GIVEN INSTRUCTION — Gather every line of the records that contains the string "seat", matching case exactly, and copy each one in full.

[Labeled region records]
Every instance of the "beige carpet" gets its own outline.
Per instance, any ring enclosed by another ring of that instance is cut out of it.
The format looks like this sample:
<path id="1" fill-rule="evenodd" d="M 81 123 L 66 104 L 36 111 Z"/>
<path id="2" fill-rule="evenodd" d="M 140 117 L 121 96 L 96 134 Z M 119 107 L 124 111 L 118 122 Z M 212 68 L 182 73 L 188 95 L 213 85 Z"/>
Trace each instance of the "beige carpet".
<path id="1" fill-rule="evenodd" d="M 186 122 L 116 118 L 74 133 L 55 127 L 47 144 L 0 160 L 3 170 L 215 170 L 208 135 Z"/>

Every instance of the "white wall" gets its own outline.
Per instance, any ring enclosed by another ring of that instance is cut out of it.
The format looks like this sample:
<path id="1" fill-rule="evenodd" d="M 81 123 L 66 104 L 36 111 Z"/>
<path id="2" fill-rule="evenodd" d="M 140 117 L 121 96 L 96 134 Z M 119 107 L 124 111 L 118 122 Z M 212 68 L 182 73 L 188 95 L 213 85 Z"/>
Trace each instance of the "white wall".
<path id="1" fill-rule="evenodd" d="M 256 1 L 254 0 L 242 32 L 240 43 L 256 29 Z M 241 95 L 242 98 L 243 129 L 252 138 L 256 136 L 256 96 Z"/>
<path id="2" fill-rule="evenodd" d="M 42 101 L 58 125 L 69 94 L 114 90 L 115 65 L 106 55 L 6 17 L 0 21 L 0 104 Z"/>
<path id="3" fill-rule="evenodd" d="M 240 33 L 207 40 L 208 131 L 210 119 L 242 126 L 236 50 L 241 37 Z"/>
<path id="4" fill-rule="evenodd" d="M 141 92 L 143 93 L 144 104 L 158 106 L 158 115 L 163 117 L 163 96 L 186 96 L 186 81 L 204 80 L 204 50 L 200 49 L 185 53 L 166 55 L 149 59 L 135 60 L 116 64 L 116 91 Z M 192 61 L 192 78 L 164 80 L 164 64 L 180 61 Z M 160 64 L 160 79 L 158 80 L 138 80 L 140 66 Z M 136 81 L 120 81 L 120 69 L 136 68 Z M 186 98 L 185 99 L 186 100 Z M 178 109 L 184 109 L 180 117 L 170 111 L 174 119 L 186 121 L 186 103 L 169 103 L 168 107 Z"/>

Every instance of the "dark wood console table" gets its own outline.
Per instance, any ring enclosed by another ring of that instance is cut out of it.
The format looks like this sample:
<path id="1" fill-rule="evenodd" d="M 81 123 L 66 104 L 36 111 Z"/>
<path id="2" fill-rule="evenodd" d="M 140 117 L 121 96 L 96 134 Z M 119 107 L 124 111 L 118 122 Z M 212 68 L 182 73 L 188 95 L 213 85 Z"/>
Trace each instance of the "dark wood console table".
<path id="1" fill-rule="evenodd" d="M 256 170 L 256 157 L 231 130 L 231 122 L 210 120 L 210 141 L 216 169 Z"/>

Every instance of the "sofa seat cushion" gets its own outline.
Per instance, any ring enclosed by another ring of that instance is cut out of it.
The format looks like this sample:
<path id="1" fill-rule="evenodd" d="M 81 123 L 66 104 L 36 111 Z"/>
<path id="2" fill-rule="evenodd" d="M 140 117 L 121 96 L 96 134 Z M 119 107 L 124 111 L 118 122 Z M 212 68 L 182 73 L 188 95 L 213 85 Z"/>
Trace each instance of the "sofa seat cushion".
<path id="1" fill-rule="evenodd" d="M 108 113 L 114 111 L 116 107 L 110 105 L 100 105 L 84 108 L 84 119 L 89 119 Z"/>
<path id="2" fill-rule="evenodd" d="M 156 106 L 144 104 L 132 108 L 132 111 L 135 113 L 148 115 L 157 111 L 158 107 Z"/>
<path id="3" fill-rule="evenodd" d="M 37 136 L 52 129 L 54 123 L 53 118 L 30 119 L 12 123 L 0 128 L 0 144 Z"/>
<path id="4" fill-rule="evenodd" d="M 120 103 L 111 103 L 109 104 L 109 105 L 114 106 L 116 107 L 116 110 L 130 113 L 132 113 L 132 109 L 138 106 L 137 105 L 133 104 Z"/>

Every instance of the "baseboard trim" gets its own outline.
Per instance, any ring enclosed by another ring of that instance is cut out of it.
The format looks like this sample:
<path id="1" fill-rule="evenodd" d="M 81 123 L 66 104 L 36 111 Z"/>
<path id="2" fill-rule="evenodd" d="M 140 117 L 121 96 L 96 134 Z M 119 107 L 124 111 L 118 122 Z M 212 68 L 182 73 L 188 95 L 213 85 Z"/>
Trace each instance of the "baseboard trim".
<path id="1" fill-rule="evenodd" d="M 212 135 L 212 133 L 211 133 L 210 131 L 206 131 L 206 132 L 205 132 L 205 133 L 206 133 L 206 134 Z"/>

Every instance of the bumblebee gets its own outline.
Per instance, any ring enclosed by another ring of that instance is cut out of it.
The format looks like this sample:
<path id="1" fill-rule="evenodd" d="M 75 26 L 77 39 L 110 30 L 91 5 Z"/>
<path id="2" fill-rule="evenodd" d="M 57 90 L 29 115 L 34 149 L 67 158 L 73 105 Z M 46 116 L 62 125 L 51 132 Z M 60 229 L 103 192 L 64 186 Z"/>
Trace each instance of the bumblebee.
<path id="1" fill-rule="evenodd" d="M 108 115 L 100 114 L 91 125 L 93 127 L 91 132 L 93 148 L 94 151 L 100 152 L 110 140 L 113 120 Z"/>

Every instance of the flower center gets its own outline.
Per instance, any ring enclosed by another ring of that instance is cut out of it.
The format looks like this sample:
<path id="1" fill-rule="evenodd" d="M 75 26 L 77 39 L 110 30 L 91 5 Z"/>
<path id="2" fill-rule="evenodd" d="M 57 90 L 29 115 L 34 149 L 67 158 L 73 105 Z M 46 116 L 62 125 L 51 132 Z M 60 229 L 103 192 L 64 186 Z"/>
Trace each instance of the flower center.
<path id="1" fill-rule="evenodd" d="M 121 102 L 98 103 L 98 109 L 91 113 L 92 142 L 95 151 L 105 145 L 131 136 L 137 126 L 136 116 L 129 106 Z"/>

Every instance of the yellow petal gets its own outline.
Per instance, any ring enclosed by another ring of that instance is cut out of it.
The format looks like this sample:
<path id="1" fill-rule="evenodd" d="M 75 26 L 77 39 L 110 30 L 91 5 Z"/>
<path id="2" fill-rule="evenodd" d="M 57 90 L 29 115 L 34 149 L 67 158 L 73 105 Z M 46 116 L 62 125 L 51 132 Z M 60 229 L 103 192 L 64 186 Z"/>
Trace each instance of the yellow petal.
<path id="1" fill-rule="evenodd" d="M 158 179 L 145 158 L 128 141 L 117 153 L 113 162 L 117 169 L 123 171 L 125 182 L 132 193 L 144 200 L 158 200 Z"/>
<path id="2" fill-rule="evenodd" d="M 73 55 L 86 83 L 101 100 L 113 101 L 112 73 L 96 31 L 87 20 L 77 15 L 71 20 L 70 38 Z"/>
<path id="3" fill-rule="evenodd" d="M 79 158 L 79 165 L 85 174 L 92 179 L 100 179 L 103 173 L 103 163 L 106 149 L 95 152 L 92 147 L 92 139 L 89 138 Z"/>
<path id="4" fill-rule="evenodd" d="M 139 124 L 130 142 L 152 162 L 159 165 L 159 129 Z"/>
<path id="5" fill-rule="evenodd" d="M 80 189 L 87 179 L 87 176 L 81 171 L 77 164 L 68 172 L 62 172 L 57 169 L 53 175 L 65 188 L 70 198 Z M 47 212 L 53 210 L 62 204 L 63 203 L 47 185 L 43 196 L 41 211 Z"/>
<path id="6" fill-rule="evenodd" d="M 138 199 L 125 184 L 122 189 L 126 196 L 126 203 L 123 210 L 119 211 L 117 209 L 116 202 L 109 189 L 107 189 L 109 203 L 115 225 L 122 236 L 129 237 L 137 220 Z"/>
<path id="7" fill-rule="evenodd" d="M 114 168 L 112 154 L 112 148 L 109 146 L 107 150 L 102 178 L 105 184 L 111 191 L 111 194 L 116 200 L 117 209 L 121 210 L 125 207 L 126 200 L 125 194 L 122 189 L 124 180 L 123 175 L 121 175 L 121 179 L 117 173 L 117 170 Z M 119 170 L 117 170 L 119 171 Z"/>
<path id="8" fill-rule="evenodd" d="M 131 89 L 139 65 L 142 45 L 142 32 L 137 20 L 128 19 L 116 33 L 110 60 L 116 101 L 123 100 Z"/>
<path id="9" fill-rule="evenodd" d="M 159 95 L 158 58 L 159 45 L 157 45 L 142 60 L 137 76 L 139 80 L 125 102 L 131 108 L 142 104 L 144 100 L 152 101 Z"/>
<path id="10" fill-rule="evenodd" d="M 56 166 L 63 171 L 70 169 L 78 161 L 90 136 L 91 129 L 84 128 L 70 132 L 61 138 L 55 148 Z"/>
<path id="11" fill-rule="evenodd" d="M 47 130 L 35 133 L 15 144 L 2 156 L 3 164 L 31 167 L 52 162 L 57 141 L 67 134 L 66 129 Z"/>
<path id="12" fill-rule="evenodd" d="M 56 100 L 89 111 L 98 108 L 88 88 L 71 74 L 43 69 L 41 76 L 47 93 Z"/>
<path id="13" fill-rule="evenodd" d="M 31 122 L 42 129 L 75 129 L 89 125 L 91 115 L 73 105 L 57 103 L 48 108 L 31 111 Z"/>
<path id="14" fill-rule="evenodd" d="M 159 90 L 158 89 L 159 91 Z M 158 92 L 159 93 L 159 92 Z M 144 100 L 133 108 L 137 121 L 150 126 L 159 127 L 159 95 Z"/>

RESULT OF THIS EXERCISE —
Every instance of the "sofa seat cushion" gets its own outline.
Trace each instance of the "sofa seat cushion".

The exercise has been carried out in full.